-- Start Information shown --

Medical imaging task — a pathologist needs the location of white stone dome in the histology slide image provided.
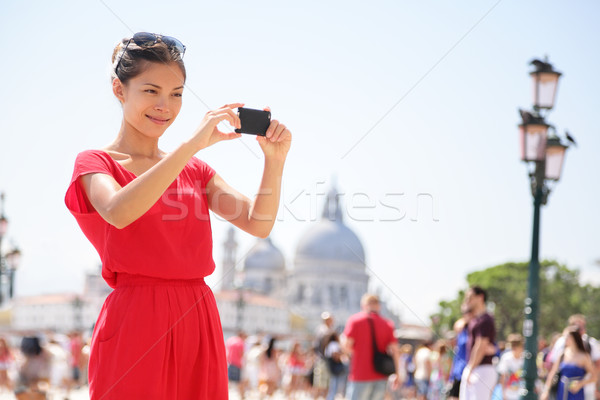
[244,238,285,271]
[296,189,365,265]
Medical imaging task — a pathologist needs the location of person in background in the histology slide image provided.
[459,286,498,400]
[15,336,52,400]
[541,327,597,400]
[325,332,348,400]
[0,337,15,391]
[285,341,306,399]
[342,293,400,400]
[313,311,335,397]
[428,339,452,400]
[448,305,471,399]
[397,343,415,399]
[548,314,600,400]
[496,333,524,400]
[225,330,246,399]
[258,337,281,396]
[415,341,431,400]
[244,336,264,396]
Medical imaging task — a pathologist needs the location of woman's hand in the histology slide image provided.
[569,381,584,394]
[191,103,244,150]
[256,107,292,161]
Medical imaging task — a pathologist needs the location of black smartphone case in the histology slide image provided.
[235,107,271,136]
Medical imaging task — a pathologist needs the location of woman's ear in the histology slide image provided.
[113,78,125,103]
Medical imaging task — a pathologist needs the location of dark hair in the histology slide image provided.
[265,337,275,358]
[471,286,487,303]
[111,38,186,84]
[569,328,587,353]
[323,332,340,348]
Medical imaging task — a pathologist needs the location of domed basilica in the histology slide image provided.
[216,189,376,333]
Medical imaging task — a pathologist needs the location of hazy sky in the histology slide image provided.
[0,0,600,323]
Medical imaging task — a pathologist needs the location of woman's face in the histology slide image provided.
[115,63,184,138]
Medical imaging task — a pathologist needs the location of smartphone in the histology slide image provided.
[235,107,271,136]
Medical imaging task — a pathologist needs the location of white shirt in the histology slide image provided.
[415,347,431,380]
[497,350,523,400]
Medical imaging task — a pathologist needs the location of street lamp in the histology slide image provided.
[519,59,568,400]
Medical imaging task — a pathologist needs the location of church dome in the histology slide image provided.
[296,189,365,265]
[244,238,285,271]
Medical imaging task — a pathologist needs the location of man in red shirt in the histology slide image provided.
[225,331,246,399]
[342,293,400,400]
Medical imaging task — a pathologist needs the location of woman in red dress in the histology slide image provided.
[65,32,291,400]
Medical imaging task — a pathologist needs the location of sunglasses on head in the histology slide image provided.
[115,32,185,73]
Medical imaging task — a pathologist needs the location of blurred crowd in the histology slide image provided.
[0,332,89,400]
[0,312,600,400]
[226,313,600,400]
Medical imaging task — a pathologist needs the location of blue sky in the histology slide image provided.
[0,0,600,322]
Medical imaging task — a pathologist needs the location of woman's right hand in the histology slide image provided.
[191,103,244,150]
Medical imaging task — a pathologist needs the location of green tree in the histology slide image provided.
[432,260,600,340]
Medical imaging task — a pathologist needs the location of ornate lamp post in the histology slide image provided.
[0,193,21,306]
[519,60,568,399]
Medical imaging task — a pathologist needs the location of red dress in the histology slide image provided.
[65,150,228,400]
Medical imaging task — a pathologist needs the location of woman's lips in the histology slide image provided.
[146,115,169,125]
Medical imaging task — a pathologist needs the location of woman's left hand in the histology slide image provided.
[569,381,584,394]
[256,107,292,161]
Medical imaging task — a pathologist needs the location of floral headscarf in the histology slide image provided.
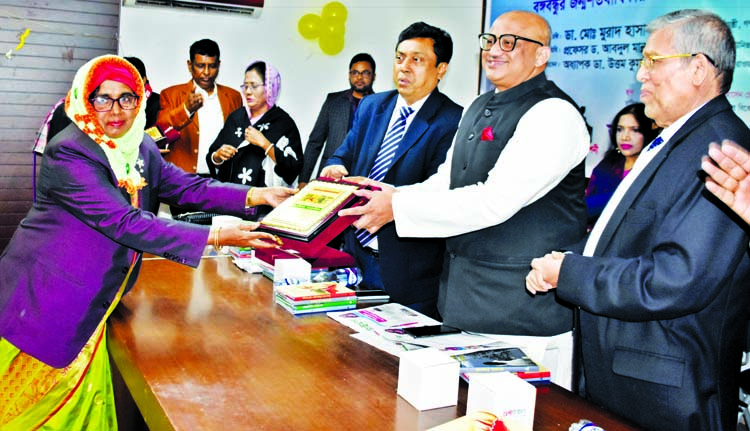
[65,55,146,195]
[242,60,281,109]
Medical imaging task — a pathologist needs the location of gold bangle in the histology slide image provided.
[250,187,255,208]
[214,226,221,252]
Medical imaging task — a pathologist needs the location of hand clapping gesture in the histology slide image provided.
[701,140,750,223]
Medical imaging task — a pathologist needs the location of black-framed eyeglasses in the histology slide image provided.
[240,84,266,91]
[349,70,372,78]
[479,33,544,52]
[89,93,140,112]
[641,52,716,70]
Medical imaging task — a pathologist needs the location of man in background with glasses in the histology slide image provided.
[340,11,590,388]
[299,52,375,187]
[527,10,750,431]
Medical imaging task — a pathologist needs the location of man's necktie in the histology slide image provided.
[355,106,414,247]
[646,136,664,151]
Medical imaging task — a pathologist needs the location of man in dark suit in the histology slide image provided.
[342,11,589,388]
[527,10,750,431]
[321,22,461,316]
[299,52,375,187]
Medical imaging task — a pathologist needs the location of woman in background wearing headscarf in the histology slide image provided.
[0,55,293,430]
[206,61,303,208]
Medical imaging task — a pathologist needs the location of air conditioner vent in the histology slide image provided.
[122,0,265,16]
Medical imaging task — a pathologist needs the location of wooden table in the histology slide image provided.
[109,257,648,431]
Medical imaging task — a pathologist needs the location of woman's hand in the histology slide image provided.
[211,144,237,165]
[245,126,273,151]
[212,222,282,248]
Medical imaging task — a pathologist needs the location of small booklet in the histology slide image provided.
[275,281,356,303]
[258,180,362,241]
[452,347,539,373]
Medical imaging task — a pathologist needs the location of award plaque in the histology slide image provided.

-- End Information shown --

:: Task goal ::
Could you copy every one of the items above line for line, leaving out the pictures?

:: Solution to the exercise ::
Medical imaging task — a pathologist needs the location of white stone dome in the histology slide image provided.
[244,238,285,271]
[296,189,365,265]
Medical imaging task — a pathologist needs the location of person in background in the histology slide image provided.
[459,286,498,400]
[15,336,52,400]
[541,327,597,400]
[325,332,348,400]
[0,337,15,391]
[285,341,306,399]
[342,293,400,400]
[313,311,335,397]
[428,339,452,400]
[448,305,471,399]
[397,343,415,399]
[548,314,600,400]
[496,333,524,400]
[225,330,246,399]
[258,337,281,396]
[415,341,431,400]
[244,336,264,396]
Medical imaging task — a pathologist needs the location of woman's hand in the histology slide image provided.
[569,381,584,394]
[191,103,244,150]
[256,107,292,161]
Medical imaging task — a pathologist needs the location of black smartphone case in the histology slide image provided.
[235,107,271,136]
Medical imaging task — a pathologist needs the location of woman's ear in the histology slide image provided.
[113,78,125,103]
Medical imaging task — a pathologist needs the location of dark hair in the histology slide image provided.
[265,337,275,358]
[471,286,487,303]
[111,38,186,84]
[569,328,587,353]
[323,332,340,348]
Medical imaging task — a pathologist needs the location of domed basilica in the histology slide image provided.
[216,189,376,333]
Medical imaging task — a pathologist needs the location of hazy sky in the histology slide image provided.
[0,0,600,323]
Medical imaging task — a pathologist needs the location of woman's face in the histology slide image provided.
[115,63,184,138]
Medical imaging task — a pathologist needs the location of smartphone in the histology slide image provided.
[235,107,271,136]
Medical imaging task — a pathologist needs the location of white shirt in the histology slide image provided.
[415,347,431,380]
[497,350,523,400]
Medical imaging task — a pathologist needs the location of street lamp in the histology slide image provided.
[519,59,568,400]
Medical imaging task — a pathologist needs the location of church dome in the histology slide image provided.
[296,189,365,265]
[244,238,285,271]
Medical imaging task — a pathologist needs the location of man in red shirt in the histology slide image provided.
[225,331,246,399]
[342,293,400,400]
Medical imaging task — a pathologist needs the location of woman in red dress in the histology slide image provided.
[65,32,291,400]
Medical imaging task — a pathologist needs the location of sunglasses on head in the histology slide image provided.
[115,32,185,73]
Medical imaging task — a pathologist needs the location of blurred crowd in the histology slide image provided.
[0,332,89,400]
[0,312,600,400]
[226,313,600,400]
Medical imaging task — a pathologist needs the location of blue sky in the histology slide image provided.
[0,0,600,322]
Medical imaging task — a pathologist needs the location of woman's right hand in the histology slide image provided.
[191,103,244,150]
Medical imaging task — a pathologist needs the location of green tree in the histology slide image provided.
[432,260,600,340]
Medical imaging task — a pathologist needs the location of ornate lamp post in the histology slide image provided.
[0,193,21,306]
[519,60,568,399]
Medical imaging task — a pathologist needs the location of red dress in the histology slide image provided.
[65,150,228,400]
Medical imaging task — a pathologist needs the location of woman's lips in the histology slide image provided.
[146,115,169,125]
Medical imaging task — a pathologist needs the location of woman's left hand in the histology slide image provided.
[569,381,584,394]
[256,107,292,161]
Medical imaging task — a pathologist needs the location of floral headscarf in the histology slide image provided.
[65,55,146,195]
[242,60,281,109]
Medical imaging task — a pathologist needs the location of gold bangle in the histology slide image provided.
[250,187,255,208]
[214,226,221,252]
Medical imaging task — a pathologist needs the location of hand clapping gesture in the histology slide image provided.
[701,140,750,223]
Medical imaging task — a pathologist needs the location of black-framed eyeglasses in the histology slide image provided.
[240,84,266,91]
[349,70,372,78]
[479,33,544,52]
[89,93,140,112]
[641,52,716,70]
Medical imaging task — a pathologist needs the location of man in background with glasses in the histology slide image provided.
[340,11,590,388]
[299,52,375,187]
[527,10,750,431]
Medical imaging task — a pathologist needs the location of man's necktie in the histology slide image provided.
[355,106,414,247]
[646,136,664,151]
Medical imaging task — a pathologist needs the location of man in dark suit in the histology slide image provided.
[342,11,589,388]
[527,10,750,431]
[321,22,461,316]
[299,52,375,187]
Medical imaging task — a pathologist needs the location of woman in background wearing headscarf in the histology slide image provided.
[0,55,293,430]
[206,61,303,208]
Medical imaging task — a pathologist needs the location of air conditioner vent in the histology slide image provided.
[122,0,265,16]
Medical imaging task — a pathologist needs the location of wooden table in the histology slide image provided.
[109,257,648,431]
Medical imaging task — a pathologist needs the location of woman's hand in the histology slide image provided.
[211,144,237,165]
[245,126,273,151]
[212,222,282,248]
Medical imaging task — a pathologist needs the location of small booklet in the histology slide image provided.
[275,281,356,303]
[258,180,362,241]
[452,347,539,373]
Medical imaging task — a pathologist needs the location of award plaque in the histology slide image provided.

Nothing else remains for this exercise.